Set problem: Copy out the lines from the one containing "# target: camera operator's hand" through the one containing "694 248 L 683", both included, switching "hand" to "arm" and leaving everything else unchanged.

Extracted material:
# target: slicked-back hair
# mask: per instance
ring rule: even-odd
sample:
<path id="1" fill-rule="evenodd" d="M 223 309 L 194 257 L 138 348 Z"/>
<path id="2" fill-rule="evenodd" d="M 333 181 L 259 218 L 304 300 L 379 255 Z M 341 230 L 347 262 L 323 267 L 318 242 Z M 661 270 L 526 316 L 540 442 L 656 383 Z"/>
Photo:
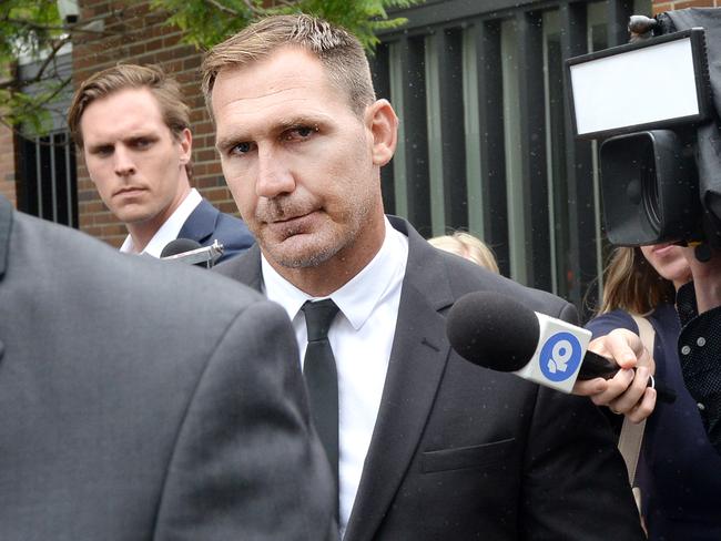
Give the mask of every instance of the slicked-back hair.
<path id="1" fill-rule="evenodd" d="M 307 14 L 273 16 L 244 28 L 212 48 L 203 61 L 203 94 L 213 116 L 211 94 L 219 73 L 263 60 L 282 48 L 315 55 L 331 83 L 345 93 L 357 115 L 375 102 L 370 68 L 363 45 L 348 31 Z"/>
<path id="2" fill-rule="evenodd" d="M 68 126 L 79 149 L 83 147 L 80 121 L 85 109 L 95 100 L 101 100 L 126 89 L 148 89 L 158 101 L 161 116 L 173 137 L 191 126 L 190 108 L 183 101 L 180 84 L 167 76 L 160 65 L 118 64 L 85 79 L 73 95 L 68 112 Z M 191 162 L 185 164 L 189 180 L 193 177 Z"/>

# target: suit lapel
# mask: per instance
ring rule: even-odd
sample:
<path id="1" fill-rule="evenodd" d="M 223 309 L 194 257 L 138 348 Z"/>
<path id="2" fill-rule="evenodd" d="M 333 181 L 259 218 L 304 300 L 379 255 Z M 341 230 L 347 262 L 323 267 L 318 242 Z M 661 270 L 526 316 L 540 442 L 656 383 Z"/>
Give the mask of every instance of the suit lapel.
<path id="1" fill-rule="evenodd" d="M 405 221 L 389 220 L 408 235 L 408 263 L 378 417 L 345 541 L 368 541 L 377 531 L 416 453 L 450 351 L 440 310 L 454 297 L 443 258 Z M 214 269 L 262 289 L 257 244 Z"/>
<path id="2" fill-rule="evenodd" d="M 398 321 L 368 455 L 345 541 L 373 539 L 416 453 L 448 359 L 446 319 L 453 304 L 443 261 L 405 222 L 409 254 Z"/>
<path id="3" fill-rule="evenodd" d="M 193 210 L 181 227 L 177 238 L 191 238 L 204 243 L 215 231 L 215 222 L 220 211 L 203 198 Z"/>
<path id="4" fill-rule="evenodd" d="M 216 273 L 236 279 L 256 292 L 263 292 L 261 274 L 261 248 L 253 244 L 245 253 L 213 267 Z"/>
<path id="5" fill-rule="evenodd" d="M 12 228 L 12 204 L 0 195 L 0 279 L 4 276 L 10 258 L 10 229 Z"/>

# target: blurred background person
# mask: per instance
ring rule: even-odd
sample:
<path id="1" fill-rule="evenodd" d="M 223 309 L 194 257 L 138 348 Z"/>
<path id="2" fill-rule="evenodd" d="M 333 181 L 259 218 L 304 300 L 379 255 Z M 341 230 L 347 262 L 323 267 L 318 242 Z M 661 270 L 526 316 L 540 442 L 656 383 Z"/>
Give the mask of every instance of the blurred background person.
<path id="1" fill-rule="evenodd" d="M 690 277 L 680 246 L 617 247 L 606 269 L 599 315 L 587 325 L 593 338 L 618 328 L 639 334 L 632 315 L 644 317 L 654 330 L 656 376 L 677 392 L 676 402 L 656 404 L 648 417 L 636 473 L 649 539 L 659 541 L 721 539 L 717 503 L 721 498 L 721 458 L 708 441 L 697 404 L 683 385 L 677 353 L 681 325 L 676 293 Z M 626 378 L 628 386 L 639 376 L 622 370 L 617 378 Z M 605 401 L 615 412 L 639 408 L 628 400 L 621 394 Z M 648 402 L 648 397 L 641 401 Z"/>
<path id="2" fill-rule="evenodd" d="M 190 108 L 159 67 L 120 64 L 88 78 L 68 124 L 100 197 L 128 228 L 121 252 L 160 257 L 175 238 L 217 239 L 220 262 L 254 243 L 243 221 L 191 187 Z"/>
<path id="3" fill-rule="evenodd" d="M 441 235 L 429 238 L 428 242 L 436 248 L 450 252 L 469 259 L 481 267 L 499 274 L 496 256 L 492 251 L 478 237 L 470 233 L 457 231 L 451 235 Z"/>

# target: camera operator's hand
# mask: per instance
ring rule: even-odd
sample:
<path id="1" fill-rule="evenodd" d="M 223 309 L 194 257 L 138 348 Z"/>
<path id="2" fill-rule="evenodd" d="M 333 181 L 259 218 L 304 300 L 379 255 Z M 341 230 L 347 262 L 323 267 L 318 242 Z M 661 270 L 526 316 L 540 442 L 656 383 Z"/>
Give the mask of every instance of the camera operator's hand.
<path id="1" fill-rule="evenodd" d="M 576 381 L 573 394 L 589 397 L 597 406 L 608 406 L 632 422 L 641 422 L 650 416 L 656 407 L 656 389 L 648 387 L 648 379 L 656 371 L 656 364 L 638 335 L 615 329 L 591 340 L 588 349 L 613 359 L 621 369 L 608 380 Z"/>
<path id="2" fill-rule="evenodd" d="M 694 248 L 683 248 L 683 255 L 691 267 L 693 289 L 699 314 L 721 306 L 721 252 L 711 249 L 711 258 L 700 262 Z"/>

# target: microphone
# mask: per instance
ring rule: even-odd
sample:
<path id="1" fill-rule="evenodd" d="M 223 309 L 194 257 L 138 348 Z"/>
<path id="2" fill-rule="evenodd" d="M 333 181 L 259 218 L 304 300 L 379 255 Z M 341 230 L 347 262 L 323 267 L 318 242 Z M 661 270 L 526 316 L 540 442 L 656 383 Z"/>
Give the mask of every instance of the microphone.
<path id="1" fill-rule="evenodd" d="M 474 365 L 514 372 L 567 394 L 577 379 L 610 379 L 620 370 L 613 360 L 587 351 L 590 330 L 495 292 L 460 297 L 448 312 L 446 334 L 458 355 Z M 652 376 L 648 385 L 659 400 L 676 400 L 673 389 Z"/>
<path id="2" fill-rule="evenodd" d="M 223 245 L 217 241 L 213 241 L 210 246 L 202 246 L 191 238 L 176 238 L 165 245 L 160 258 L 210 268 L 221 255 Z"/>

Result:
# target: camera operator's arm
# mask: per instance
ring rule: even-odd
sample:
<path id="1" fill-rule="evenodd" d="M 223 309 L 194 257 L 138 348 Z"/>
<path id="2" fill-rule="evenodd" d="M 333 181 L 259 218 L 304 300 L 379 255 Z M 341 230 L 347 262 L 323 267 L 318 242 Z M 661 270 L 526 316 L 540 442 L 656 383 Z"/>
Give the mask of every instance of the camera operator's arm.
<path id="1" fill-rule="evenodd" d="M 576 381 L 573 394 L 589 397 L 597 406 L 608 406 L 632 422 L 641 422 L 650 416 L 656 407 L 656 389 L 648 387 L 648 379 L 656 371 L 656 364 L 638 335 L 615 329 L 591 340 L 588 349 L 613 359 L 621 369 L 608 380 Z"/>
<path id="2" fill-rule="evenodd" d="M 694 248 L 683 248 L 683 255 L 691 267 L 693 289 L 699 314 L 721 306 L 721 252 L 711 249 L 711 258 L 700 262 Z"/>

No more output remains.